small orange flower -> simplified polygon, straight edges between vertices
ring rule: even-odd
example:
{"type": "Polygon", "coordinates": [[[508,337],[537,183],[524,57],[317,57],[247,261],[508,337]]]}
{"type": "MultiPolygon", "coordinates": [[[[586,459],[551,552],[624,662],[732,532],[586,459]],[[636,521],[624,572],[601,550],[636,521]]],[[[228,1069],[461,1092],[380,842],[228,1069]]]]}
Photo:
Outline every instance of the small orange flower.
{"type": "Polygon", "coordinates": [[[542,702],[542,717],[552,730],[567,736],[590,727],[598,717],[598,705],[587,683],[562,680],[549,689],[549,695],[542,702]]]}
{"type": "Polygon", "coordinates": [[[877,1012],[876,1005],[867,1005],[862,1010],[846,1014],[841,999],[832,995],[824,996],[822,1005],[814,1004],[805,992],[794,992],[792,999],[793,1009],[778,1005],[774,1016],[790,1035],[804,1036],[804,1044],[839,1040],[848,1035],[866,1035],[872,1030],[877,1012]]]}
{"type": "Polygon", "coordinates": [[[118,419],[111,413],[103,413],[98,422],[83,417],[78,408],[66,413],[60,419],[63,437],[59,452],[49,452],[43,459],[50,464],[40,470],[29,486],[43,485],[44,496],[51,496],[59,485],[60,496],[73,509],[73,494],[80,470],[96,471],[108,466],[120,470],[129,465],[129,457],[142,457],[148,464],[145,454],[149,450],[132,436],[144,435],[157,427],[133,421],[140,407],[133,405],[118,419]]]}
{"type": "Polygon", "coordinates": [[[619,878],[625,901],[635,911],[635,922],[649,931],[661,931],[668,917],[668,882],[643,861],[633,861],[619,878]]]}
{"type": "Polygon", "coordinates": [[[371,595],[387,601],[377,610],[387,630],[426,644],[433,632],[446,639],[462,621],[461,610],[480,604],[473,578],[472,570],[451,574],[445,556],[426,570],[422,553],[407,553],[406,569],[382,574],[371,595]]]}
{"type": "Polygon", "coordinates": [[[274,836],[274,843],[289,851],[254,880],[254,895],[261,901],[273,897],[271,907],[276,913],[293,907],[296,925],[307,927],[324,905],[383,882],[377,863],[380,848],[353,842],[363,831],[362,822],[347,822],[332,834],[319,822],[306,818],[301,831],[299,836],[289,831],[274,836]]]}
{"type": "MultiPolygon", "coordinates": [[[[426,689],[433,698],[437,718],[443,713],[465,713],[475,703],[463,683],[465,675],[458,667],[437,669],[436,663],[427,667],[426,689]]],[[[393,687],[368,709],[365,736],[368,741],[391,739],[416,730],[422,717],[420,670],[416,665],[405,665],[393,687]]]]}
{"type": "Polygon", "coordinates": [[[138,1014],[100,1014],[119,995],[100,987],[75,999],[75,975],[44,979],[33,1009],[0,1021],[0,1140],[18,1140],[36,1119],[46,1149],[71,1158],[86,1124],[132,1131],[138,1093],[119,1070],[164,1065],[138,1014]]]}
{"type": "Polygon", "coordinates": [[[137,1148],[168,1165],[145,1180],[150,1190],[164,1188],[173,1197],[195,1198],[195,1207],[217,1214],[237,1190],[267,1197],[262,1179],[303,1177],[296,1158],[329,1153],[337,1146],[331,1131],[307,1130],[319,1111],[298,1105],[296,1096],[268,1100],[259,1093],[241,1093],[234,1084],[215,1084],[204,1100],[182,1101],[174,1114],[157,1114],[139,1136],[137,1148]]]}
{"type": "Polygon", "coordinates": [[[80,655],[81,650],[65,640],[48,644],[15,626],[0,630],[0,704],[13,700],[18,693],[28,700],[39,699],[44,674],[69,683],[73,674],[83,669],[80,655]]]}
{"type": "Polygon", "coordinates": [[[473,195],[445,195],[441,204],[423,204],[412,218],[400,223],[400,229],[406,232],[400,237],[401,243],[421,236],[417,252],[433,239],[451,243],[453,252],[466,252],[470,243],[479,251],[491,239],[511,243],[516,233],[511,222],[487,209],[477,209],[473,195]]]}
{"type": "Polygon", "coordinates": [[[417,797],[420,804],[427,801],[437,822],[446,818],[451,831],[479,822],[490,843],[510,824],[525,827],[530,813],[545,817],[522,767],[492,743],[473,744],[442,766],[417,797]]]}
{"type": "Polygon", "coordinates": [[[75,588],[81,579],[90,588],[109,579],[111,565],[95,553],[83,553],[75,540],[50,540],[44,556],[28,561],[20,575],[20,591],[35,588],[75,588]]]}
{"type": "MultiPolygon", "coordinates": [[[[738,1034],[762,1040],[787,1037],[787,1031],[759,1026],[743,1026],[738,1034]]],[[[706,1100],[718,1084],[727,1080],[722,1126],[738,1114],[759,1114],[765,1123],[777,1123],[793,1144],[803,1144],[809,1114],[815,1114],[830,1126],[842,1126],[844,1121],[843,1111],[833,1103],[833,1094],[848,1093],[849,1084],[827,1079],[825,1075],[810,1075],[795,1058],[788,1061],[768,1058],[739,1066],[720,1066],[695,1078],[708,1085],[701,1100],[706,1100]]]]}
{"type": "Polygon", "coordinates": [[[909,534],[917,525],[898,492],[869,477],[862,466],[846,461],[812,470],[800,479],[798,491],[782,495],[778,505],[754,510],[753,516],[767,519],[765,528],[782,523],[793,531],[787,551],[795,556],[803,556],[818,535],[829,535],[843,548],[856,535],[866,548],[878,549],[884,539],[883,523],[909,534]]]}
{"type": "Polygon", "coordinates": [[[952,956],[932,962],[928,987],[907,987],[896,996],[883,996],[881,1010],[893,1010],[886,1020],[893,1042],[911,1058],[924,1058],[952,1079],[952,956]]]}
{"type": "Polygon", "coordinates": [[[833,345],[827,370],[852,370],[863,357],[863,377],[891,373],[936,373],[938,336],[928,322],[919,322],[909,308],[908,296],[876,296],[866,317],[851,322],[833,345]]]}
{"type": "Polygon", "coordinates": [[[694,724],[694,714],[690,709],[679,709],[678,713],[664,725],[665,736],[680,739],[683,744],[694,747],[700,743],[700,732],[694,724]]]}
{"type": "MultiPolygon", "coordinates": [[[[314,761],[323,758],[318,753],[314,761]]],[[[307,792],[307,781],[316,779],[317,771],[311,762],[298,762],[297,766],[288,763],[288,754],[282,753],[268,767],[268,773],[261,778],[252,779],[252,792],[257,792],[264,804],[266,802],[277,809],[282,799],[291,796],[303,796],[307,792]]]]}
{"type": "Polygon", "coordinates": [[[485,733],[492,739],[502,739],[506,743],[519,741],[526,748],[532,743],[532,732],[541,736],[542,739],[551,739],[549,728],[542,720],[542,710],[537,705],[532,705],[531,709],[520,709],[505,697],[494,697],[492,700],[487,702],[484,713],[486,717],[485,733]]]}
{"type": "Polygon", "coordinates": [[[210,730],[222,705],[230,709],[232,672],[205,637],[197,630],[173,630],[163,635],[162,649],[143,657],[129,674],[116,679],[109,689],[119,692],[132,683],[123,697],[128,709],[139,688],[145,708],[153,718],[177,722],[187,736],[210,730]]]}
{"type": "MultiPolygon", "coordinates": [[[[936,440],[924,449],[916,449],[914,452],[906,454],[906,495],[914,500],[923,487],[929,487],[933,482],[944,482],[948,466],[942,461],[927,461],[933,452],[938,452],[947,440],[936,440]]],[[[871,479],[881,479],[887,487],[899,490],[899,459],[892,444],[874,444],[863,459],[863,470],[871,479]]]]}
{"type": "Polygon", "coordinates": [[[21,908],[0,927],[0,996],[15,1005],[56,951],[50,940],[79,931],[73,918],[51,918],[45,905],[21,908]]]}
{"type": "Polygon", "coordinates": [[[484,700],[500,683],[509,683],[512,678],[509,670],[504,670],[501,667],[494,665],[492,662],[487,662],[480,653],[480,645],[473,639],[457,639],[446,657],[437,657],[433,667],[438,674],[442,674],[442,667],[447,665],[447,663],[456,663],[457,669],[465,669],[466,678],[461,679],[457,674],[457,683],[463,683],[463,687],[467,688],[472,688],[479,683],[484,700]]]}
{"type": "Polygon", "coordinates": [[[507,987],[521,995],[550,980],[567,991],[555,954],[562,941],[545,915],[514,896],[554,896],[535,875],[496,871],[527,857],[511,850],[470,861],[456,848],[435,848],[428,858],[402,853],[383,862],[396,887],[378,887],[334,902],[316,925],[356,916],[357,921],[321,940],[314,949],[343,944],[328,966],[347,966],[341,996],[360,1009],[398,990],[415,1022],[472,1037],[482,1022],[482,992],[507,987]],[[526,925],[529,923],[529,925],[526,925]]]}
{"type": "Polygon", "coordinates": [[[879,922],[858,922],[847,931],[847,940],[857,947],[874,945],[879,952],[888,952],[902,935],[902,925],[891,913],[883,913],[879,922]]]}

Aim: Report every line of the records above that contains the word "orange", copying each line in full.

Answer:
small orange flower -> simplified polygon, straight edges between vertices
Outline every instance of the small orange flower.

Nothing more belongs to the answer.